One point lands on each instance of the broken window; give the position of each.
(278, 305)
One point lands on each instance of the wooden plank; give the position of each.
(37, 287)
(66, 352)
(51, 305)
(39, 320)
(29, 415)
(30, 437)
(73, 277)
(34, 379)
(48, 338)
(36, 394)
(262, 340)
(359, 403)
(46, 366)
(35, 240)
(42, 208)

== == ==

### Exercise prompt:
Type out the entries again, word for word.

### Answer to this exercise:
One point lands on each instance of the broken window; give the position of each.
(278, 305)
One point lands on each instance of the wooden plank; give the position of each.
(37, 287)
(66, 352)
(51, 305)
(39, 320)
(29, 415)
(30, 437)
(73, 277)
(34, 379)
(48, 338)
(36, 394)
(262, 340)
(359, 403)
(46, 366)
(35, 240)
(42, 208)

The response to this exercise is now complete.